▶ Task instructions
Please collect every line of the listing below that contains the word "side".
++++ Data provided
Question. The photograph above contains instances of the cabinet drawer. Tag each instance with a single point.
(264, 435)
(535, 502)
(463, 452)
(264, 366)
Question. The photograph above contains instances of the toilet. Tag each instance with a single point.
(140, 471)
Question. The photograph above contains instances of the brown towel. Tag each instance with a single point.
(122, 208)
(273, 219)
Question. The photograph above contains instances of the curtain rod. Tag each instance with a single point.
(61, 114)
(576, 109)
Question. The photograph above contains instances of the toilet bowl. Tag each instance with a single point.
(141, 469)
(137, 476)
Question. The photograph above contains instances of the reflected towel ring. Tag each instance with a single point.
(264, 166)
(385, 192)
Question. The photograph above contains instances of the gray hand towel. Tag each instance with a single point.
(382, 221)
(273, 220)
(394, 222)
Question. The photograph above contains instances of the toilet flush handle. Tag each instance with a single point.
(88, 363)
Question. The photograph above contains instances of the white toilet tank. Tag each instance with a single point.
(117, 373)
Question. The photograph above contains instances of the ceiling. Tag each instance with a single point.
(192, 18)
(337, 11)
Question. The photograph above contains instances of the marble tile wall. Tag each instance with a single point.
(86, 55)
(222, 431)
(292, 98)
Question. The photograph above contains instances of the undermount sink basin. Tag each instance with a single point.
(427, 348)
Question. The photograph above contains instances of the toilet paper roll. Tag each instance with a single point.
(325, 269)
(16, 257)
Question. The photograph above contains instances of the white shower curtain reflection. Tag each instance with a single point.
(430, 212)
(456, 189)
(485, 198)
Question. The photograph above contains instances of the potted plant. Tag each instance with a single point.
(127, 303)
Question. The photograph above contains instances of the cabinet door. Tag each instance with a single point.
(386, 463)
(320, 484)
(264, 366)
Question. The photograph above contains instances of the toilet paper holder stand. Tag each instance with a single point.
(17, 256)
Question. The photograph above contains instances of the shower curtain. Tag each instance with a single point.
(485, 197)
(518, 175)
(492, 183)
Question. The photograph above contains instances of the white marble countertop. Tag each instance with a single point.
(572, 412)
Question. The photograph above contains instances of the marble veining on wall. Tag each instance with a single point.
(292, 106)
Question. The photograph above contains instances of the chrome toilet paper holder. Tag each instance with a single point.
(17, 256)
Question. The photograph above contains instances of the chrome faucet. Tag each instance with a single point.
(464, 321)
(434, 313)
++++++++
++++ Data provided
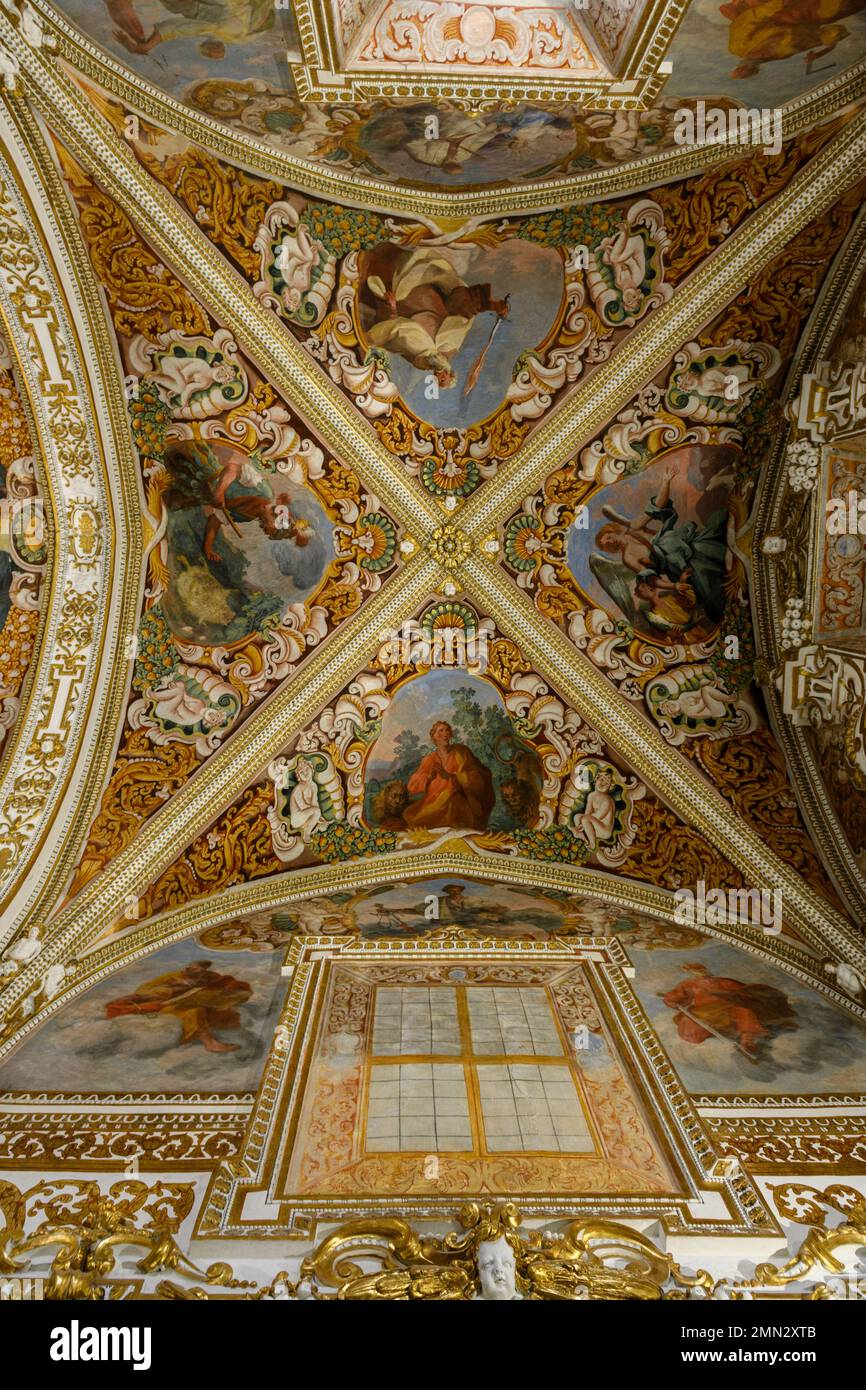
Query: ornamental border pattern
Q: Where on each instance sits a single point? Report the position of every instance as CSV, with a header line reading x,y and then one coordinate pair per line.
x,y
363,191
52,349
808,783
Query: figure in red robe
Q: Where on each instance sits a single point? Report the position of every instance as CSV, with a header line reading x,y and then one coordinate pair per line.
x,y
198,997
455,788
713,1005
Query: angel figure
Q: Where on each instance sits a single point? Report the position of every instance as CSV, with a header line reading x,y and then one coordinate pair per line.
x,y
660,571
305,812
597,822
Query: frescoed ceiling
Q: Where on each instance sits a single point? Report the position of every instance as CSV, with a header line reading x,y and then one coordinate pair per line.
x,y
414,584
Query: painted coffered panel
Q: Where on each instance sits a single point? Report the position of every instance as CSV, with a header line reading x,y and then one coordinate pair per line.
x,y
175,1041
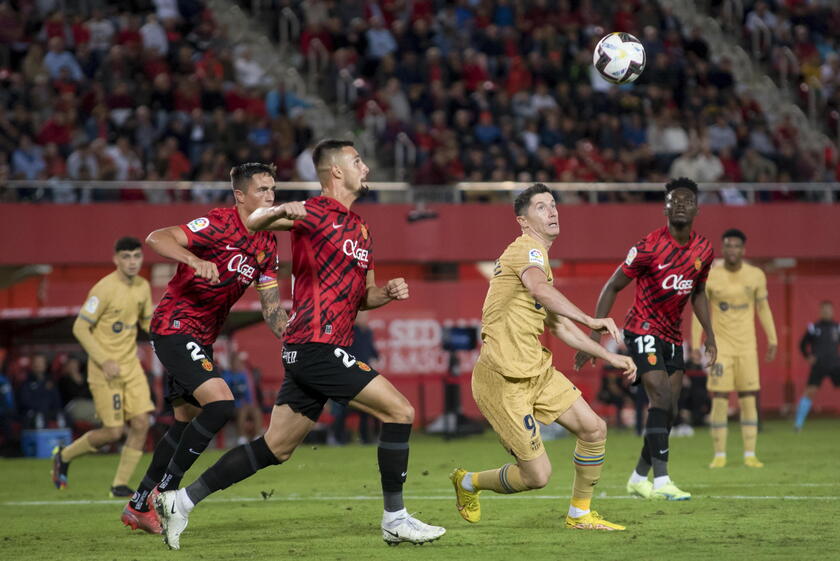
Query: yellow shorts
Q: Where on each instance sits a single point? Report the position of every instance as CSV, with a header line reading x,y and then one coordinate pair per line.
++++++++
++++ Data provided
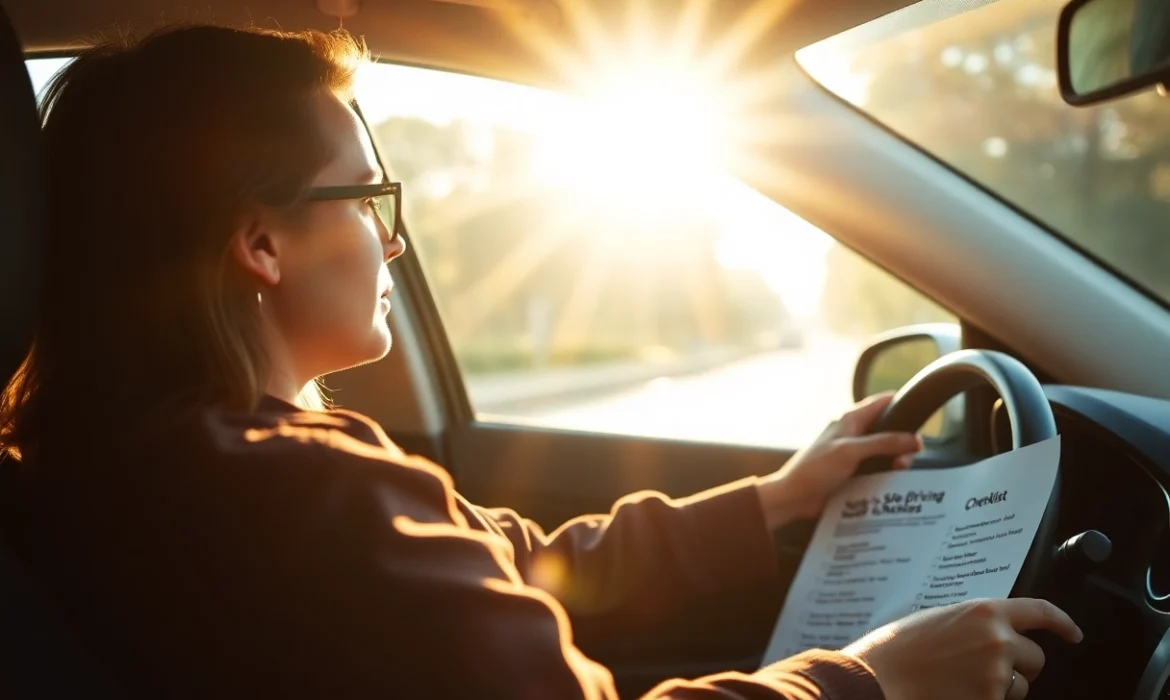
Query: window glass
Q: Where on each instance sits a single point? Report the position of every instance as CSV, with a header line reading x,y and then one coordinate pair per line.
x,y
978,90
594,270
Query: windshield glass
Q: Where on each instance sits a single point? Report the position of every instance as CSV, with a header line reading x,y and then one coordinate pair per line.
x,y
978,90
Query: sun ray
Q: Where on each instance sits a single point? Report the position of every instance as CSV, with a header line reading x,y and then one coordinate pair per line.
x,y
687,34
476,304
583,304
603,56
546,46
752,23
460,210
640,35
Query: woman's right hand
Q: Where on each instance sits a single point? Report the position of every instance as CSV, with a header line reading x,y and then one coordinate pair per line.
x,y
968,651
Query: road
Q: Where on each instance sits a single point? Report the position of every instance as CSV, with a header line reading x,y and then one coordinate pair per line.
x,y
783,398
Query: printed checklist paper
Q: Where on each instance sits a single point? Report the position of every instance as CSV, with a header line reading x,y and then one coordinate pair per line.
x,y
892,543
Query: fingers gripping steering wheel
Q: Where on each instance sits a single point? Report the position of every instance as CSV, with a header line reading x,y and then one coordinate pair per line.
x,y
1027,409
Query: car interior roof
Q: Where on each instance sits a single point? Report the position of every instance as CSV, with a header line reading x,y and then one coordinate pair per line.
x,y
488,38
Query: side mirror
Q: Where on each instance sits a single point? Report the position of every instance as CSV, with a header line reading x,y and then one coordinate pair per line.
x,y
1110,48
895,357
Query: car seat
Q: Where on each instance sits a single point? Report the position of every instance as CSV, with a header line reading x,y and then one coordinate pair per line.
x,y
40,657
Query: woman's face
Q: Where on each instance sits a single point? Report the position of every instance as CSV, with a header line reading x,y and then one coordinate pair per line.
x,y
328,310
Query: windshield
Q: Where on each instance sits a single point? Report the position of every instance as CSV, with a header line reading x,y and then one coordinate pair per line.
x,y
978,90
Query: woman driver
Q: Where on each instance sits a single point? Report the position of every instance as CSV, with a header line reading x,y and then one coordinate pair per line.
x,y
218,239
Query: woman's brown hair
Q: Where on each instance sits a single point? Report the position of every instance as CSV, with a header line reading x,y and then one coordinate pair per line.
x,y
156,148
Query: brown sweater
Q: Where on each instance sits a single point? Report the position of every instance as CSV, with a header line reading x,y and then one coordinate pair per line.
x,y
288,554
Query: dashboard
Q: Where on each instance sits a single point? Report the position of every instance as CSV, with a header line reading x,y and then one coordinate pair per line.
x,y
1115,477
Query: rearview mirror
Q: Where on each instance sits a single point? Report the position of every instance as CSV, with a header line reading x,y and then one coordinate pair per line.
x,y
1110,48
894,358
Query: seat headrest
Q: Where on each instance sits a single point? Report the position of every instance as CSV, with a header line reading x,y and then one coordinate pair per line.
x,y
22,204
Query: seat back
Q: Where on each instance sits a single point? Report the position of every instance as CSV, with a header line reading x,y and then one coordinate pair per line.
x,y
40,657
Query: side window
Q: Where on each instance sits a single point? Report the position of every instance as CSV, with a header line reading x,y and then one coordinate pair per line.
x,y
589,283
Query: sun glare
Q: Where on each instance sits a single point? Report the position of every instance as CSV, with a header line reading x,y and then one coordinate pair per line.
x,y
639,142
++++++++
▶ Reply
Query: side mirror
Query: side window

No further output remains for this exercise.